Excerpted text ▸

*-*-*

Morphology - Study of Internal Structure of Words. It Studies The Way in Which Words
Morphology - Study of Internal Structure of Words. It Studies The Way in Which Words
Morphology - Study of Internal Structure of Words. It Studies The Way in Which Words
Meriem Ouahidi
Department of English
Introduction to Linguistics S4
Morphology– study of internal structure of words. It studies the way in which words
are constructed or arranged out of smaller meaningful units.
The term Morphology can refer to three different things
Description of the behavior of morphemes and how they are combined .
Derivational, inflectional and compositional processes of word formation
occurring, in a specific language.
Description of word formation processes.
Morphemes
Morphemes in morphology are the smallest units that carry meaning or fulfill some
grammatical function. The word house itself consists of one morpheme and because it
can stand by itself it can be called a free morpheme, that is, it is a word itself. Examples
are house, work, high, us and to. What is more, free morphemes can be subdivided into
two categories: lexical morphemes and functional morphemes. Lexical morphemes
are words that have some meaning – verbs, adjectives, nouns, like for example print,
house, pretty, fire, go, girl. As there is no problem in adding new entities to this group of
words they are treated as an open class of words. Functional morphemes, on the other
hand, are a closed class of words, articles, prepositions, pronouns which do not carry
any meaning on their own, but only fulfill a grammatical function.
In the word houses there are two morphemes house, which is free, and s which is a
bound morpheme because it cannot stand by itself as it would have no meaning. In
other words, Morphemes that must be attached to another morpheme to receive
meaning are bound morphemes. In the second example above the bound morpheme s
was attached to house – a free morpheme, which in this case can be also called a stem.
Stem is what a bound morpheme is attached to.
Classification of Morphemes
• Root – nucleus of the word that affixes attach too. In English, most of the roots are free.
In other words, root is the form when all the affixes are removed. For example, the form
"accept" is the root for "unacceptable"
Compounds contain more than one root: home·work;
• affix – a morpheme that is not a root; it is always bound
– suffix: an affix that is attached to the end of a word, e.g. plural -s on nouns, talk·ing,
quick·ly.
-prefix: an affix that is attached to the front of a word, e.g. pro- in pro.active, un·happy,
pre·existing;
– infix: an affix that is inserted into a word. It is common in Austronesian and
Austroasiatic languages
– circumfix: morpheme having two parts that are placed around a stem
Suffixes are more common than prefixes which are more common than
infixes/circumfixes
Scholars differentiate between derivational morphology and inflectional
morphology.
Derivational morphemes are affixes which are added to a lexeme to change its meaning
and /or function. They are used to make a new, different lexeme (for example, -ly
changes the adjective sad into the adverb sadly).
Most derivational morphemes change the part of speech, for example, -ance
changes the verb resemble into the noun resemblance.
The majority of derivational morphemes that don't change the part of speech are
prefixes, for example, adding un- changes the meaning of the adjective happy but
it is still an adjective unhappy.
Inflectional morphemes are affixes which carry grammatical meaning (for example, the
plural -s in cats or progressive -ing in sailing). They do not change the part of speech or
meaning of the word; they function to ensure that the word is in the appropriate form so
the sentence is grammatically correct.

*-*-*

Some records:
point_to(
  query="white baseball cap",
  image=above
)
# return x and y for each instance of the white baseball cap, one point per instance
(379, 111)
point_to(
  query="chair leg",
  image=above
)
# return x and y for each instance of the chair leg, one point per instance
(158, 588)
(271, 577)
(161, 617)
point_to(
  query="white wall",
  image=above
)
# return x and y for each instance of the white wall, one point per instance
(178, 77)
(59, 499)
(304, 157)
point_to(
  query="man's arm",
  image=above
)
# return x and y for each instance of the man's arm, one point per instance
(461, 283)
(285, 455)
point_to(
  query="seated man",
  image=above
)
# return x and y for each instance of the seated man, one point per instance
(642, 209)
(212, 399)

*-*-*

Problem set ▸
• a. Reproduce the stretch of the morphology notes from "-prefix: an affix" through "morphology.".
• b. Carry on with the morphology notes, starting right after their final sentence.

Answers to the exercises ▸
• a.
-prefix: an affix that is attached to the front of a word, e.g. pro- in pro.active, un·happy,
pre·existing;
– infix: an affix that is inserted into a word. It is common in Austronesian and
Austroasiatic languages
– circumfix: morpheme having two parts that are placed around a stem
Suffixes are more common than prefixes which are more common than
infixes/circumfixes
Scholars differentiate between derivational morphology and inflectional
morphology.

• b.
All inflectional morphemes in English are suffixes and are added after any
derivational suffixes.
The most common inflectional morphemes are used in verb inflection (for
example, -ed in raced, -ing in racing, -s in races) but there are suffixes for noun
inflection (for example, plural -s in horses and possessive -'s in Norma's) and
adjective inflection (for example, comparative -er in faster and superlative -est in
fastest).
When affixes are added to a base or stem, there is usually a specific order for
adding them. Inflectional suffixes are added last, and, once they are added, no more
derivational affixes can be added. An example of this is given below for the word
deconstructions, showing the order in which the various affixes are added:
The derivational prefix de- is added to the verb base construct to get the verb
deconstruct
The derivational suffix -ion is added to the verb stem deconstruct to get the
noun deconstruction.
Although this division seems to be quite clear cut there are some difficulties in
analyzing certain words. Let’s take the word ‘reactor’ as an example. On the basis of the
information above it could be stated that it consists of two morphemes: a stem actor and
a derivational morpheme re-, which is obviously not the case. Moreover, there are
problems with the English plural, for instance it is easy to identify morphemes in the
word houses (house – lexical free morpheme + s bound inflectional morpheme), but what
about tooth and teeth? In order to solve such problems linguists introduced a term
morphs which are the forms that represent morphemes. For instance, in the word dogs,
the morph s represents the morpheme ‘plural’ and in the word oxen the morph is en.
There is a number of other peculiarities in a language like English, however morphology
is still more highly developed for inflectional languages.
Allomorph
One morpheme can be realized in any form of morph. This real form of a morpheme, that
can be more than one, is called allomorph. For example, the "plural" morpheme in
English has such allomorphs as -es, -s, or -en. , . These are the example of allomorphs;
Shoes; shoe + -s,‘s’ is allomorph
Watches; watch + -es, ‘es’ is allomorph
1. Phonologically conditioned allomorph
The choice of allomorph is predictable on the basis of the pronounciation
Allomorph of the indefinite article : an (before vowels, ex : an elephant) and a
(before consonant, ex : a dog) both of them have meaning one,single.
Allomorphs of the regular past tense morpheme
1. /id/ after d,t : hated
2. /t/ after all other voiceless sounds : picked
3. /d/ after all other voiced sounds : wedged
4. /im/ before bilabial sounds : impossible
5. /il/ before consonant /l/ : illegal
6. /in/ elsewhere : independent
Some allomorph of the negative prefix in-
Word Formation Processes
Nowadays, the terms ‘word formation’ does not have a clear cut, universally
accepted usage. It is sometimes refers to all processes connected with changing the form
of the word by, for example, affixation, which is a matter of morphology. In its wider
sense, word formation denotes the processes of creation of new lexical units. Although it
seems that the difference between morphological change of a word and creation of a
new term are quite easy to perceive there is sometimes a dispute as to whether blending
is still a morphological change or making a new word.
There are, of course, numerous word formation processes that do not arouse any
controversies and are very similar in the majority of languages:
Compounding is a process in which two different words are joined together to
denote one thing. For example, flower-pot is a compound made of two words:
flower and pot, but it does not denote two things, it refers to one object. Some
English compounds include: windmill, waterfall, fingerprint, scarecrow.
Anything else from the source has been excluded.